Problem requirements:
Rewrite the data below as a numbered list, one line per item, leaving out any blank lines.
start
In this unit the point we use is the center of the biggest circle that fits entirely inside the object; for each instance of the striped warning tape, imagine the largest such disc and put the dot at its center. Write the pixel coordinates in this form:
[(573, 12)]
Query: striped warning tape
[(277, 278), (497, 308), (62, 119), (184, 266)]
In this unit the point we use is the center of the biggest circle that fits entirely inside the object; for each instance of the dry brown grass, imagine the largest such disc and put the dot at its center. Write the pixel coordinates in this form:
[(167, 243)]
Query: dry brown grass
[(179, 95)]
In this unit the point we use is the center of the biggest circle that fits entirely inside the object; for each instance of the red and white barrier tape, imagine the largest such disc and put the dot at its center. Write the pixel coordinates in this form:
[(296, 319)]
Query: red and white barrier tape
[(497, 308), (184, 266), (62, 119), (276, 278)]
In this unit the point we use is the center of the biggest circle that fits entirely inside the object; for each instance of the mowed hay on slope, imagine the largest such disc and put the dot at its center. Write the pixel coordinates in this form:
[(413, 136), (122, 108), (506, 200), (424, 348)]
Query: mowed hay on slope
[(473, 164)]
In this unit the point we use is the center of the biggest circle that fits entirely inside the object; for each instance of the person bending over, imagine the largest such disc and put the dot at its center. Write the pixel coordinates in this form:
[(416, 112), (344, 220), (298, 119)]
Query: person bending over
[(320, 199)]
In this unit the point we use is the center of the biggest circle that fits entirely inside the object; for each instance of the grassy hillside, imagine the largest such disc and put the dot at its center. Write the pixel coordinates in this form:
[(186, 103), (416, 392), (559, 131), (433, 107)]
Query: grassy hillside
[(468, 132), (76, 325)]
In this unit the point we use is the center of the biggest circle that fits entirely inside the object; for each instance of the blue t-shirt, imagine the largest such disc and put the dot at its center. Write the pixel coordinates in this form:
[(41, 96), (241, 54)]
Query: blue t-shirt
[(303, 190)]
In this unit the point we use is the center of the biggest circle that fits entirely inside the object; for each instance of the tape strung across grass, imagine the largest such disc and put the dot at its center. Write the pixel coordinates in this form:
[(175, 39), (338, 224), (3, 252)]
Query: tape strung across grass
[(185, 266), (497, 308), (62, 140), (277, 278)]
end
Exercise answer:
1. In this unit the point we use is the center of the biggest circle that fits entirely inside the object; for each instance of the striped warning tape, imagine the largest such disc and put the dot at its center. Write the pixel coordinates in this form:
2. [(573, 12)]
3. Query: striped warning tape
4. [(277, 278), (497, 308), (62, 119), (184, 266)]
5. In this unit the point we use is the center of the biggest circle that fits entirely inside the object; for each instance of the dry brown grass, imagine the largest such disc and put the dot at its center. Write the pixel coordinates in this form:
6. [(167, 243)]
7. Query: dry brown grass
8. [(179, 95)]
9. In this unit the point we use is the center of the biggest circle that fits entirely inside the object; for each instance of the red and white barrier tape, imagine the largest such disc and put the dot at its center. Write the pixel coordinates in this form:
10. [(296, 319)]
11. Query: red and white barrier tape
12. [(497, 308), (184, 266), (62, 119), (276, 278)]
13. In this unit the point we use is the center of the biggest circle that fits entirely inside the object; for each instance of the mowed hay on slope, imagine the largest such disc and put the dot at its center. Write the pixel coordinates in this form:
14. [(413, 136), (122, 108), (506, 200), (424, 348)]
15. Query: mowed hay on slope
16. [(473, 164)]
17. In this unit the point we use is the center of the biggest circle that fits entirely inside the object; for each instance of the person bending over, imagine the largest such disc and put the dot at its center. Write the pixel coordinates in this form:
18. [(416, 112), (344, 220), (298, 119)]
19. Query: person bending over
20. [(320, 199)]
21. In this unit the point we use is the center of the biggest circle that fits entirely inside the object; for each instance of the grassy hillside, imagine the largest such disc and put the dot at its center. Write the pixel coordinates in this form:
22. [(186, 103), (416, 392), (559, 131), (433, 107)]
23. Query: grassy hillside
24. [(468, 132), (76, 325)]
25. In this unit the point we use is the center of the biggest circle that fits entirely inside the object; for each instance of the blue t-shirt, imagine the largest such disc and put the dot at its center. Write the pixel coordinates in this form:
26. [(41, 96), (241, 54)]
27. Query: blue t-shirt
28. [(303, 190)]
29. In this unit the point we use is the center of the biggest circle that fits entirely inside the object; for each instance of the tape strung across grass, imagine the largest such disc and put the dot at its center. Write the pixel coordinates in this form:
30. [(175, 39), (338, 224), (3, 252)]
31. Query: tape strung across grass
32. [(185, 266), (497, 308), (62, 140), (277, 278)]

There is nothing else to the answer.